Records
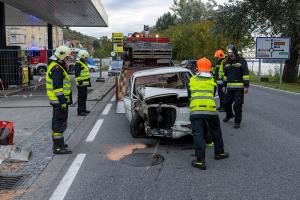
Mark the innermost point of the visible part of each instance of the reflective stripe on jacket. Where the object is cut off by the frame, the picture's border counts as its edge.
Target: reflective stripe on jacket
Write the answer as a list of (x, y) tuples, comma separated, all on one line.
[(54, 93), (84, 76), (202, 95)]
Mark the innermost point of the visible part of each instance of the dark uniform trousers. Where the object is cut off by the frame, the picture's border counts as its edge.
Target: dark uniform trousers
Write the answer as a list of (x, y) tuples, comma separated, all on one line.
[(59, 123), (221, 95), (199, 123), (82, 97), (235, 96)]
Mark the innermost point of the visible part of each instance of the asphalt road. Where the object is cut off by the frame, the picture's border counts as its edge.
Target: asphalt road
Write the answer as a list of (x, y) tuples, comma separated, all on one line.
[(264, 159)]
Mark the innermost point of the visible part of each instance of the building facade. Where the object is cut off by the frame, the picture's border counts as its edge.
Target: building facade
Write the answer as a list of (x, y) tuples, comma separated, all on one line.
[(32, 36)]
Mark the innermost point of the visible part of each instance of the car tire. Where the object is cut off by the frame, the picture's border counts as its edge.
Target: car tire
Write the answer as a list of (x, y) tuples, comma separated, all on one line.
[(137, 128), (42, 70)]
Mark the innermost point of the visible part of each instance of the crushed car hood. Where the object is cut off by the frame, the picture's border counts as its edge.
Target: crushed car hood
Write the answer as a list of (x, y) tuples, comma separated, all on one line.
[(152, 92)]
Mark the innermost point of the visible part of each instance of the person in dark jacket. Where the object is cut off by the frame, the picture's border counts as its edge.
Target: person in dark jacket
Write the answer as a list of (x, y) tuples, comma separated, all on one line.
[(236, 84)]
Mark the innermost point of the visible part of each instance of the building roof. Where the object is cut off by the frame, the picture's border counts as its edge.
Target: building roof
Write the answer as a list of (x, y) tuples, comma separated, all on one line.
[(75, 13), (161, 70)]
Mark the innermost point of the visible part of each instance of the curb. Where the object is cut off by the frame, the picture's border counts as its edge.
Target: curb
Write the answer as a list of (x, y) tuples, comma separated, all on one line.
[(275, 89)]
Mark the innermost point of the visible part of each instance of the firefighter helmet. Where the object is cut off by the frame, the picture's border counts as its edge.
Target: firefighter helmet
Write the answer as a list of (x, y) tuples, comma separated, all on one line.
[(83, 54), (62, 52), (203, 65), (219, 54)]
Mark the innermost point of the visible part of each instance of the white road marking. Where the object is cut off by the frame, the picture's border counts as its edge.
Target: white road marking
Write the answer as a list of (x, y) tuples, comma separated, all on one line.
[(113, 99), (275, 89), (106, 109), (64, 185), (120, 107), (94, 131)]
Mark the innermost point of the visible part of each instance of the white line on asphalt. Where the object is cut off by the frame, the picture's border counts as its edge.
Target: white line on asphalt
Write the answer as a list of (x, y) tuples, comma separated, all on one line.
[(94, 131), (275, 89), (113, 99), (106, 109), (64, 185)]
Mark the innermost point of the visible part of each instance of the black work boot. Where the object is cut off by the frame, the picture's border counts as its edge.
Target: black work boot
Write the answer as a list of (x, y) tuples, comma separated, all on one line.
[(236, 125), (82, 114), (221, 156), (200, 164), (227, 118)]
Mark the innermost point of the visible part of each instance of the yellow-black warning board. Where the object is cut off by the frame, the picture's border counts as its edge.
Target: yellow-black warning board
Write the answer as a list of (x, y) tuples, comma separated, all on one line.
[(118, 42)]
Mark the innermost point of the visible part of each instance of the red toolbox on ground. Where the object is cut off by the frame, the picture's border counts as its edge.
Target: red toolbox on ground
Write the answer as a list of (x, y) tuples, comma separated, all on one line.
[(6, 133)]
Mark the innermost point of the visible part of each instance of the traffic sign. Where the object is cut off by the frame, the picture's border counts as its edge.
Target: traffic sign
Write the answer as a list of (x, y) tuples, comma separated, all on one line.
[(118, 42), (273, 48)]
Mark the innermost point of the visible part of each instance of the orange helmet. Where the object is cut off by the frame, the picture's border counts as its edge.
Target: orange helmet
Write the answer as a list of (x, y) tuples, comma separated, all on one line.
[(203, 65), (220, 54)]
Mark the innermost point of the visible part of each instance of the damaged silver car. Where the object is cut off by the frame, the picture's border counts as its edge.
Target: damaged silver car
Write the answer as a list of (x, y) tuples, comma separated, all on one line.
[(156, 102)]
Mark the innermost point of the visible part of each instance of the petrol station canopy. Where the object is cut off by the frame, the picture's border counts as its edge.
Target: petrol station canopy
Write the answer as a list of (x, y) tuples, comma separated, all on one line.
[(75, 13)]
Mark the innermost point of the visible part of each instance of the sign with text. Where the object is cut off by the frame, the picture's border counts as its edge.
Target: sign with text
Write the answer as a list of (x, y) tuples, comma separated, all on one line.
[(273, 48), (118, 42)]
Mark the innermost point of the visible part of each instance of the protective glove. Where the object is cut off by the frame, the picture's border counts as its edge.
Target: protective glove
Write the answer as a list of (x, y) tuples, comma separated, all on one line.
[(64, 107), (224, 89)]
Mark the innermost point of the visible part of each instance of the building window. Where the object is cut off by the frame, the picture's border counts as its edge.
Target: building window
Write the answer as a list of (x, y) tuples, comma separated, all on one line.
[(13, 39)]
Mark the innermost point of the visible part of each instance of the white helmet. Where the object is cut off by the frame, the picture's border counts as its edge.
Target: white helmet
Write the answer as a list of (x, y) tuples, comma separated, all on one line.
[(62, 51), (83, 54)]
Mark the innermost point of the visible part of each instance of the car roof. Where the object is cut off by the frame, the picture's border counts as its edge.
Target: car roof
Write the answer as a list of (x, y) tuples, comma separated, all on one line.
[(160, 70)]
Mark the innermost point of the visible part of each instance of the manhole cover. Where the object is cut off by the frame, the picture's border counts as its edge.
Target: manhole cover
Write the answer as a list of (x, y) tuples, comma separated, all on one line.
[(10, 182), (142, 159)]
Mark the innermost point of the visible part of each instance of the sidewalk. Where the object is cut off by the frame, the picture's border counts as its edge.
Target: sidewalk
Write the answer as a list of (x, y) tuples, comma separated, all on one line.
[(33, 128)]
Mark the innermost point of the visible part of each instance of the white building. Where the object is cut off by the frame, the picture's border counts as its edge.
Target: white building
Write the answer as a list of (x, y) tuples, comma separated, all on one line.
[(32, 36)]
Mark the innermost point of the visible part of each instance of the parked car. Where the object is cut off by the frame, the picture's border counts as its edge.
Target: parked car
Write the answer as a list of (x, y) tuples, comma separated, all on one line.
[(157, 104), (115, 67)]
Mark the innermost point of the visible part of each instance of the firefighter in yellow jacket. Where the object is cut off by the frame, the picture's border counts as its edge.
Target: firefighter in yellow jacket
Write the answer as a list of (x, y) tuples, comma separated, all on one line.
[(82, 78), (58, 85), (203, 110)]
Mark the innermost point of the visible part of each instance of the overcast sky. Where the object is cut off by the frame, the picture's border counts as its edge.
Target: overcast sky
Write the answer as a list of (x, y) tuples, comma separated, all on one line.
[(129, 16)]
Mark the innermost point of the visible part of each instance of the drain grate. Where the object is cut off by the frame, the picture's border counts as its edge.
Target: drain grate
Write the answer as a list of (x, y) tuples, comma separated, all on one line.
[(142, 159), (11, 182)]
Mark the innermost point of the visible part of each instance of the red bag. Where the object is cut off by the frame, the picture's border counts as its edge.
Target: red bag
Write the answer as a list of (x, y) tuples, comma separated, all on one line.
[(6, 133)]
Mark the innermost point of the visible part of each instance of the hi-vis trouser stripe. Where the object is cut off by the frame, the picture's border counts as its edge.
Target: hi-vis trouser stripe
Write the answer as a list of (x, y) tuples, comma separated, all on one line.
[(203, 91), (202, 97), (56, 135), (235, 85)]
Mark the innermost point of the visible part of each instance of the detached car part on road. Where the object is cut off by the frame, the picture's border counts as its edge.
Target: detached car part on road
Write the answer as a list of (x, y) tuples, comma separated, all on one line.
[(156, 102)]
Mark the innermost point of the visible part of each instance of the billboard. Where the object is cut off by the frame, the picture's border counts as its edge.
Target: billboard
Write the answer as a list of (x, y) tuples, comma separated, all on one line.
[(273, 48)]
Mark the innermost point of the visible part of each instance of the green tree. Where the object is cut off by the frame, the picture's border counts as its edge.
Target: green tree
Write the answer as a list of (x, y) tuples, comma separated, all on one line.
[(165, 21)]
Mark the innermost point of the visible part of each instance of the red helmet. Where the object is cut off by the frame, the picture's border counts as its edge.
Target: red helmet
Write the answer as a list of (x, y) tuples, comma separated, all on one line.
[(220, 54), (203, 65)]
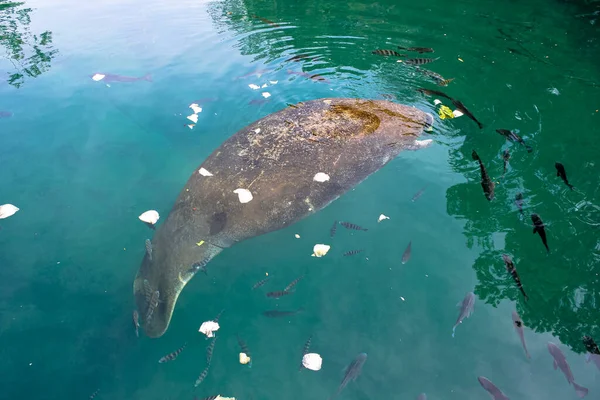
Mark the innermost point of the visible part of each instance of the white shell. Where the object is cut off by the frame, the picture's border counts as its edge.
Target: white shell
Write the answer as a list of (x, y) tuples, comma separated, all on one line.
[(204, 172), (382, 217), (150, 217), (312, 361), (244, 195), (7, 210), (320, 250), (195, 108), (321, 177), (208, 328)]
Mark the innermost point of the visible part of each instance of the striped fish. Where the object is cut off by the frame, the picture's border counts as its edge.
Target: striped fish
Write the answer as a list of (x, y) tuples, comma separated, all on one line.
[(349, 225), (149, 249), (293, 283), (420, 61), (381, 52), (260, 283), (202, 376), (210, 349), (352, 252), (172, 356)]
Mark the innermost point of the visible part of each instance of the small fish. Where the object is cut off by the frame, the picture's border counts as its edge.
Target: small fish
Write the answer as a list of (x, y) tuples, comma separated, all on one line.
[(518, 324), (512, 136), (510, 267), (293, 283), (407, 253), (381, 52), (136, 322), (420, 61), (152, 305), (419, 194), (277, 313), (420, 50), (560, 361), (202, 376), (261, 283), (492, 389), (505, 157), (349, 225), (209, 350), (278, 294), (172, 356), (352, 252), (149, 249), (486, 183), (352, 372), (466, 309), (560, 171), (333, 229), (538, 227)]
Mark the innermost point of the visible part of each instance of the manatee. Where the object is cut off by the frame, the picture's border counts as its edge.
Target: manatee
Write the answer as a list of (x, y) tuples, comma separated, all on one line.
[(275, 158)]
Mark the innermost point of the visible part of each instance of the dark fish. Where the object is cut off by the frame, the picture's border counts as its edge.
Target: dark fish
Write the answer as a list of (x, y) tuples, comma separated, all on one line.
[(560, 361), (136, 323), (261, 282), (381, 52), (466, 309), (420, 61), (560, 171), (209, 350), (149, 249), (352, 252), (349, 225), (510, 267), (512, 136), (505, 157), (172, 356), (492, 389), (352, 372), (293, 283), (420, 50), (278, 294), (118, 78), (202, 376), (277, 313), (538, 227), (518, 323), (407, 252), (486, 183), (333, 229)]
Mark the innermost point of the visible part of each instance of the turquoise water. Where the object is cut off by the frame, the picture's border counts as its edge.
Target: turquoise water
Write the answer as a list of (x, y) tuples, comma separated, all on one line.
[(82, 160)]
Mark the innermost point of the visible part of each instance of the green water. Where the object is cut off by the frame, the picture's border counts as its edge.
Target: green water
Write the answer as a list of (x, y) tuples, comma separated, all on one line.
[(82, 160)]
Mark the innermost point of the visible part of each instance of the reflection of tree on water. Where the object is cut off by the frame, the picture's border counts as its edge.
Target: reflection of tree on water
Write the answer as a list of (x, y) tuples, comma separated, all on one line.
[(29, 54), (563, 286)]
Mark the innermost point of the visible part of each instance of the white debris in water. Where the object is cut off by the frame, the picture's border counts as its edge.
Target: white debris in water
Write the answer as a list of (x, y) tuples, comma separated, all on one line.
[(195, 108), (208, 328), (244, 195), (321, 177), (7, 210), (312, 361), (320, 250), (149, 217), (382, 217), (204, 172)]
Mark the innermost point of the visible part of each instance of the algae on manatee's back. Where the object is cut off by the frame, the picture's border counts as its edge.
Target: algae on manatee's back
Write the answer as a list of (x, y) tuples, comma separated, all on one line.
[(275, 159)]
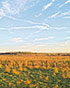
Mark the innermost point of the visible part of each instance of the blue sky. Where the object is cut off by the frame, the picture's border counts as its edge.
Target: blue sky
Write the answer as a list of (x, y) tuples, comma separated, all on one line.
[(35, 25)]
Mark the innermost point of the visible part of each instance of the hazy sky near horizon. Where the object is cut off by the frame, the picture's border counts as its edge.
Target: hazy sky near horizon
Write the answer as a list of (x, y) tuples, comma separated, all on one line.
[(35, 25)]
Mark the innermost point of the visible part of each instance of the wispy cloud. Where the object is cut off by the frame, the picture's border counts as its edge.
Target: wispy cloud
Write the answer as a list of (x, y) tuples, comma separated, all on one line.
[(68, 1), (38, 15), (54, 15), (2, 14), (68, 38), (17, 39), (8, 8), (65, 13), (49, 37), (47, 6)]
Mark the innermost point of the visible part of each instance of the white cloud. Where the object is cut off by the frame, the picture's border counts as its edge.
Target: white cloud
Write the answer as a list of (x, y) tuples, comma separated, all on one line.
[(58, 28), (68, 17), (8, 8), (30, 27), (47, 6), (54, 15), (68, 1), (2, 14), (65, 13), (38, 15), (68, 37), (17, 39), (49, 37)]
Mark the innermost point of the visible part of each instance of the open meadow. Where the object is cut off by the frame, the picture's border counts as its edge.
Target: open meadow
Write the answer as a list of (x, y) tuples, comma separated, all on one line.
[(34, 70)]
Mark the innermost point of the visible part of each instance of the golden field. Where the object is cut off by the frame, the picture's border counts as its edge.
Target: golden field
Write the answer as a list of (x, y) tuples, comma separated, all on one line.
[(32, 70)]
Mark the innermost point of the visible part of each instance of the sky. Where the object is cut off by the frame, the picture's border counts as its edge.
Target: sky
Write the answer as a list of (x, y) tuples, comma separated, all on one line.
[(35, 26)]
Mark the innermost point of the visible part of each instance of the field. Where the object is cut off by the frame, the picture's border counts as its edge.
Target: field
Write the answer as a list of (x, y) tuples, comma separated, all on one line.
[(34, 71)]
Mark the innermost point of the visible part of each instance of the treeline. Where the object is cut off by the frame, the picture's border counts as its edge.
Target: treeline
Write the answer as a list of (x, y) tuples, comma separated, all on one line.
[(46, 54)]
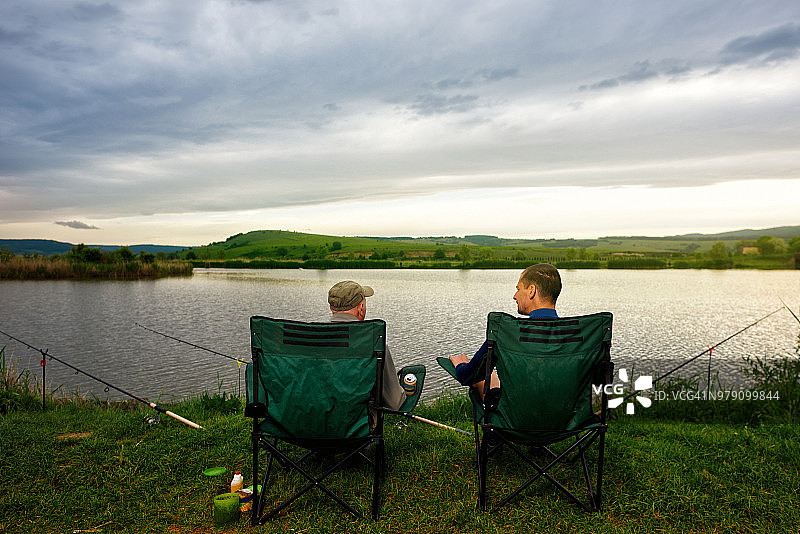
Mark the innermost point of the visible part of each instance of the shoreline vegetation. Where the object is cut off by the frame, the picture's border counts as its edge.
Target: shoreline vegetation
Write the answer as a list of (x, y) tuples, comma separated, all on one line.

## Problem details
Extract only the lines from the line containing "of the field." through the final line of the listing above, unchanged; pictures stay out of the copy.

## Answer below
Mark the innermost point of the visible part of each instance of the field. Where the object is cut off by the frame, the picture's border counts as its edge.
Target: field
Write the answer as a list of (x, y) tuples, comma separated, all on one line.
[(34, 71)]
Mark the innermost point of the visible part of each instance of the treeline. Where the object is cut off by the frame, the picture's border counts as its edge.
Target: treeline
Write the answer as a list of (x, y) tuples, comma separated, all on one line.
[(46, 54)]
Mark the innermost point of the visible part of each instance of the shoreline vegetation. Where the object is cut off by the frame, the picture's border counts as its edge.
Target: shoreline vegetation
Write the answer as a list of (x, y) tuples, comma separated, all on one line.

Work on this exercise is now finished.